Dataset records about object locations

(begin)

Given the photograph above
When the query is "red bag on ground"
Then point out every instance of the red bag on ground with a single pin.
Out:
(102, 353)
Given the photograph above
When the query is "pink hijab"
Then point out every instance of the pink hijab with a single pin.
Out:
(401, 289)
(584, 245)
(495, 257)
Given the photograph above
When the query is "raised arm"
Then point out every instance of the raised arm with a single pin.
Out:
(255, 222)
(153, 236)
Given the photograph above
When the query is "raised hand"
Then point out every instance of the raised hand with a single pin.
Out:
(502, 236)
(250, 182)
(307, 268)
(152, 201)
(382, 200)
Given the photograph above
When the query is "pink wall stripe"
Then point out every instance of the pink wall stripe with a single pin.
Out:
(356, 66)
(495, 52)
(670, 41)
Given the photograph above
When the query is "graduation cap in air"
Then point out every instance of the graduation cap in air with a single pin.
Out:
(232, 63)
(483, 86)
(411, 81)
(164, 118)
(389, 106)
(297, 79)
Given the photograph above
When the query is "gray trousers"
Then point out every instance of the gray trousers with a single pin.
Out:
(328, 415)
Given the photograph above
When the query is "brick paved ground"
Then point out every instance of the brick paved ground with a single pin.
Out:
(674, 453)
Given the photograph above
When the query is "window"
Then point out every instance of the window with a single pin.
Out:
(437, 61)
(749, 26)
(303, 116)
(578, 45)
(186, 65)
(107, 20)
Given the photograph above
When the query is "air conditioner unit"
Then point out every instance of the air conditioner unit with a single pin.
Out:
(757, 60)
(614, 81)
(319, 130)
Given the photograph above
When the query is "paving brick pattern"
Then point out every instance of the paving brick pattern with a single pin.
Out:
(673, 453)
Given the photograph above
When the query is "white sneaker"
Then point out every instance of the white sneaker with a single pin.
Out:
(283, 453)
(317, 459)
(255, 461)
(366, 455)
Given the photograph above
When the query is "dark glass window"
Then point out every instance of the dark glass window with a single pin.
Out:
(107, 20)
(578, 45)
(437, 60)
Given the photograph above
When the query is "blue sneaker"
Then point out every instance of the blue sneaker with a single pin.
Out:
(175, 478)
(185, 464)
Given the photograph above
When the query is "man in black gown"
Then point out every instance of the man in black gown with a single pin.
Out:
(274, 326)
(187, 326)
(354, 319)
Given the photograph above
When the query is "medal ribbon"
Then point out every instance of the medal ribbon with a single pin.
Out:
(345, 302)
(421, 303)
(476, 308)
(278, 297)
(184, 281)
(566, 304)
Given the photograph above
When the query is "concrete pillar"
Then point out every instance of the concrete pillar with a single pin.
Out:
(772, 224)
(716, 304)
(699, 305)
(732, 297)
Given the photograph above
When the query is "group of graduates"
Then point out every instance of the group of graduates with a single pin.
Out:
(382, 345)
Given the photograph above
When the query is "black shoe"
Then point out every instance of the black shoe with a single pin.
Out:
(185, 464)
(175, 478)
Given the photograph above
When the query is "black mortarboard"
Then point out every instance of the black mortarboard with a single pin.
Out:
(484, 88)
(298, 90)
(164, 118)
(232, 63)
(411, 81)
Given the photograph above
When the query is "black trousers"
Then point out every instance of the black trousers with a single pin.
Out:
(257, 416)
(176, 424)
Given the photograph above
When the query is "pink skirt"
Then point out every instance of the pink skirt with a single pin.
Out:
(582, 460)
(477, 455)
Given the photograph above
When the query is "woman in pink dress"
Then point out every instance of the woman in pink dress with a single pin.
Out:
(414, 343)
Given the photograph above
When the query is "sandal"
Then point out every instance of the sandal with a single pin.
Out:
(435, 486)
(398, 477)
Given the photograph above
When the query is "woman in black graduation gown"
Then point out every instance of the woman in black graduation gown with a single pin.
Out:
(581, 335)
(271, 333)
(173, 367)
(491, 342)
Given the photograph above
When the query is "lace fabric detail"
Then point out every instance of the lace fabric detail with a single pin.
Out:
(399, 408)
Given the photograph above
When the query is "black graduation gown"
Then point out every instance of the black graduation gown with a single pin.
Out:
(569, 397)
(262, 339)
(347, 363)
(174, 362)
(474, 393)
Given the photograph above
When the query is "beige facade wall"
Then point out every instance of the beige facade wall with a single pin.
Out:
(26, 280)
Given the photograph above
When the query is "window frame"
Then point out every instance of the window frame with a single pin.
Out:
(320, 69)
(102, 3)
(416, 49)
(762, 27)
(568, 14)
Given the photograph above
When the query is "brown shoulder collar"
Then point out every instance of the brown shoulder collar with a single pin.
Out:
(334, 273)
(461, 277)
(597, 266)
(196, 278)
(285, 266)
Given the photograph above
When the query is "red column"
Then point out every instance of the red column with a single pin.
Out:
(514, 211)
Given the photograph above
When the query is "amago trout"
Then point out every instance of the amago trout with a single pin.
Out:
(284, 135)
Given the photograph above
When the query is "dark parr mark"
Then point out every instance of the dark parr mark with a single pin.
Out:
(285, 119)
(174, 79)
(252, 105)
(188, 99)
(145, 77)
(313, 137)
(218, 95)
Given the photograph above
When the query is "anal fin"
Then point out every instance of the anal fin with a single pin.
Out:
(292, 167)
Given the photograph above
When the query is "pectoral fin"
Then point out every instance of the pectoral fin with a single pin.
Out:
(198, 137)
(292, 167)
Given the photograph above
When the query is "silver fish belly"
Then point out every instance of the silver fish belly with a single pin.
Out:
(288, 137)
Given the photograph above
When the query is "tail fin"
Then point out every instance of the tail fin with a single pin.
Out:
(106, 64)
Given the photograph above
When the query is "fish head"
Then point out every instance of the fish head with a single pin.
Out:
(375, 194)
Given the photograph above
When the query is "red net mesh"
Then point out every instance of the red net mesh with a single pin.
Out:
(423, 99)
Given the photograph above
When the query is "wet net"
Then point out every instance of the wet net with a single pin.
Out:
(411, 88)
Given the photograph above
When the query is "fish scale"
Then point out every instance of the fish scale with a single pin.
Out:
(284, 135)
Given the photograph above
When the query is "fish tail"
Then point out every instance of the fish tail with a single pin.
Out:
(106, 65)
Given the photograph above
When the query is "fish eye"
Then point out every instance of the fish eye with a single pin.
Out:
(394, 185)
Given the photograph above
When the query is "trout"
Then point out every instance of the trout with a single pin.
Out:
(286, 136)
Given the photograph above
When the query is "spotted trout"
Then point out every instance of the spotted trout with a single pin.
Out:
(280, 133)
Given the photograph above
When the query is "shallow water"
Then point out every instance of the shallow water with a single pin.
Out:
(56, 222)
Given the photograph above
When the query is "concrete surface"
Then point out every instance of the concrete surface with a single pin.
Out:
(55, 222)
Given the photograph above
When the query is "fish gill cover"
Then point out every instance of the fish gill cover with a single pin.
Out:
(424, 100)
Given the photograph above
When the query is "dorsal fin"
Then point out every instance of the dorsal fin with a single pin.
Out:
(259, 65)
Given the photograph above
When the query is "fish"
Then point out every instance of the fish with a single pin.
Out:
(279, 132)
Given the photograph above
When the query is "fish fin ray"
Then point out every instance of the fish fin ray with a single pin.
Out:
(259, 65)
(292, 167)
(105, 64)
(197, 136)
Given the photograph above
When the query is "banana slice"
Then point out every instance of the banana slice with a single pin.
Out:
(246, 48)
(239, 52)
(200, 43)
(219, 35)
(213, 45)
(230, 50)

(end)

- _Task directions_
Return each line of the data exactly as written above.

- _Output for this task_
Given the photograph above
When the query is "red bag on ground"
Then point out every instance of the red bag on ground with a single pin.
Out:
(102, 353)
Given the photograph above
When the query is "pink hijab"
Then point out every instance of the pink hijab with a single pin.
Out:
(401, 289)
(584, 245)
(495, 257)
Given the photograph above
When the query is "raised arm"
Then point out every instance of the raised arm with a single pin.
Out:
(255, 222)
(153, 236)
Given the photograph above
When the query is "raised hand"
Then point out every instance of the raised hand with a single pin.
Out:
(502, 236)
(250, 182)
(307, 268)
(152, 201)
(382, 200)
Given the photograph above
When the query is "pink wall stripe"
Then point out every instance of the pink wall stripe with a single pin.
Out:
(356, 66)
(495, 52)
(670, 41)
Given the photograph above
When the query is "graduation cap in air"
Then point out every instance of the graduation cap in air with a single pin.
Out:
(232, 63)
(483, 86)
(411, 81)
(164, 118)
(389, 106)
(297, 79)
Given the photograph above
When the query is "gray trousers"
Then point out every instance of the gray trousers with a single pin.
Out:
(328, 415)
Given the photograph above
When the query is "brick paved ground"
Then point out every instance of the brick paved ground with a single pin.
Out:
(674, 453)
Given the photograph above
When the query is "window"
Then point out every instance of the window with a single pin.
Out:
(437, 61)
(749, 26)
(303, 116)
(578, 45)
(186, 65)
(107, 20)
Given the photograph above
When the query is "air conditioner unit"
Then point out every instance of the air conditioner unit with a single pin.
Out:
(757, 60)
(614, 81)
(319, 130)
Given the photograph above
When the query is "paving brick pattern"
Then point out every instance of the paving brick pattern with a single pin.
Out:
(673, 453)
Given the photograph above
When the query is "white sneaker"
Then point out every instance of the white sneaker with a single pin.
Out:
(283, 453)
(317, 459)
(255, 461)
(366, 455)
Given the photograph above
When the query is "dark glass window"
Then point out every instance of the dark glass window with a single pin.
Out:
(107, 20)
(578, 45)
(437, 60)
Given the photograph above
When the query is "blue sneaker"
Then point out every instance of the blue sneaker with a single pin.
Out:
(175, 478)
(185, 464)
Given the photograph above
When the query is "man in black gown"
Then point out every instance of the man in black gown with a single pin.
Out:
(274, 326)
(187, 326)
(354, 319)
Given the photograph above
When the query is "medal ribbon"
Then point out every instance of the medal ribbon with a single pin.
Out:
(345, 302)
(421, 303)
(476, 308)
(278, 297)
(184, 281)
(566, 304)
Given the photograph above
When the query is "concrete pillar"
Then point out every instance of the concrete pillar with a single pin.
Out:
(772, 224)
(716, 304)
(699, 305)
(732, 297)
Given the photograph above
When the query is "group of graduates"
Then point out every instance of the group of graduates with a single pin.
Out:
(382, 345)
Given the photograph above
When the query is "black shoe"
Then point out every instance of the black shoe with a single pin.
Out:
(185, 464)
(175, 478)
Given the photograph above
When the query is "black mortarboard"
Then point out every instance of the black mortarboard with a single pin.
Out:
(484, 88)
(298, 90)
(164, 118)
(232, 63)
(411, 81)
Given the photograph above
When the query is "black trousers"
Then point out every instance of the black trousers with a single pin.
Out:
(257, 416)
(176, 424)
Given the photograph above
When the query is "pink skirt"
Then point out every instance of the pink skirt with a single pin.
Out:
(582, 460)
(477, 455)
Given the photograph above
When the query is "woman in pink dress"
Then point out every instance of the woman in pink dress with a single pin.
Out:
(414, 343)
Given the photograph above
When the query is "sandal"
Then point out every instance of the sandal with a single pin.
Out:
(435, 486)
(398, 477)
Given the photograph above
When the query is "woman in black graduation gown"
Then point out every instance of the woman in black graduation gown with a single pin.
Out:
(581, 335)
(271, 333)
(173, 367)
(491, 342)
Given the photograph above
When the query is "lace fabric detail"
Then point out every instance of the lace fabric detail with a single pin.
Out:
(399, 408)
Given the photograph above
When the query is "black graduation gown"
Then point out every instance of the black graduation gown with a single pin.
Out:
(569, 397)
(262, 339)
(347, 363)
(174, 362)
(474, 393)
Given the photograph above
When the query is "beige facade wall"
Then point out every instance of the beige facade wall with a single pin.
Out:
(26, 280)
Given the photograph above
When the query is "window frame"
Then point out every instance of the window frame with a single pin.
Out:
(320, 69)
(102, 3)
(416, 49)
(762, 27)
(568, 14)
Given the photograph above
When the query is "brown shoulder collar"
Then point out every instance of the brown shoulder collar with a single pin.
Out:
(334, 273)
(461, 277)
(597, 266)
(196, 278)
(285, 266)
Given the photograph above
When the query is "red column"
Then point out every instance of the red column with a single pin.
Out:
(514, 211)
Given the photograph above
When the query is "amago trout"
Then point out every instance of the amago trout with a single pin.
Out:
(284, 135)
Given the photograph above
When the query is "dark parr mark"
Then point out every instance of the dark parr mark with a single pin.
Out:
(285, 119)
(174, 79)
(252, 105)
(188, 99)
(145, 77)
(313, 137)
(218, 95)
Given the photograph above
When the query is "anal fin"
Then point out every instance of the anal fin with a single pin.
Out:
(292, 167)
Given the photograph above
When the query is "pectoral fin"
Then point out every instance of the pectoral fin with a single pin.
Out:
(198, 137)
(292, 167)
Given the photograph above
When the query is "silver fish belly"
Then point out every instance of the silver fish belly with a single pin.
Out:
(288, 137)
Given the photograph above
When the query is "tail fin"
Then point out every instance of the tail fin with a single pin.
Out:
(106, 64)
Given the photograph above
When the query is "fish head"
Then point out every instance of the fish head with a single pin.
Out:
(375, 194)
Given the photograph above
When the query is "red net mesh"
Then point out every instance of the red net mesh with a single pin.
Out:
(423, 99)
Given the photograph above
When the query is "wet net"
Then point out every instance of the wet net with a single pin.
Out:
(411, 88)
Given the photograph above
When the query is "fish scale"
Then point out every instance of the fish scale with a single pin.
Out:
(284, 135)
Given the photograph above
When the query is "fish tail"
Then point out every instance of the fish tail with a single pin.
Out:
(106, 65)
Given the photograph above
When the query is "fish eye"
Then point out every instance of the fish eye with a single pin.
Out:
(394, 185)
Given the photograph above
When the query is "trout"
Then point out every instance of the trout with a single pin.
Out:
(286, 136)
Given the photograph above
When the query is "spotted trout"
Then point out every instance of the spotted trout with a single pin.
Out:
(280, 133)
Given the photograph above
When the query is "shallow water"
Then point out every instance of the shallow water with a single pin.
Out:
(56, 222)
Given the photograph above
When the query is "concrete surface"
Then point out every instance of the concrete surface with a single pin.
Out:
(55, 222)
Given the photograph above
When the query is "fish gill cover"
Then point out every instance of the fish gill cover with a single pin.
Out:
(424, 100)
Given the photograph above
When the query is "dorsal fin"
Then point out every instance of the dorsal fin with a single pin.
Out:
(259, 65)
Given the photograph above
When the query is "fish"
Then point out every instance of the fish with a single pin.
Out:
(279, 132)
Given the photograph above
When the query is "fish fin ray"
Then point out every instance of the fish fin ray with a single pin.
Out:
(259, 65)
(292, 167)
(105, 64)
(197, 136)
Given the photograph above
When the query is "banana slice"
Then point out every instance of the banana slice with a single pin.
Out:
(246, 48)
(239, 52)
(200, 43)
(219, 35)
(213, 45)
(230, 50)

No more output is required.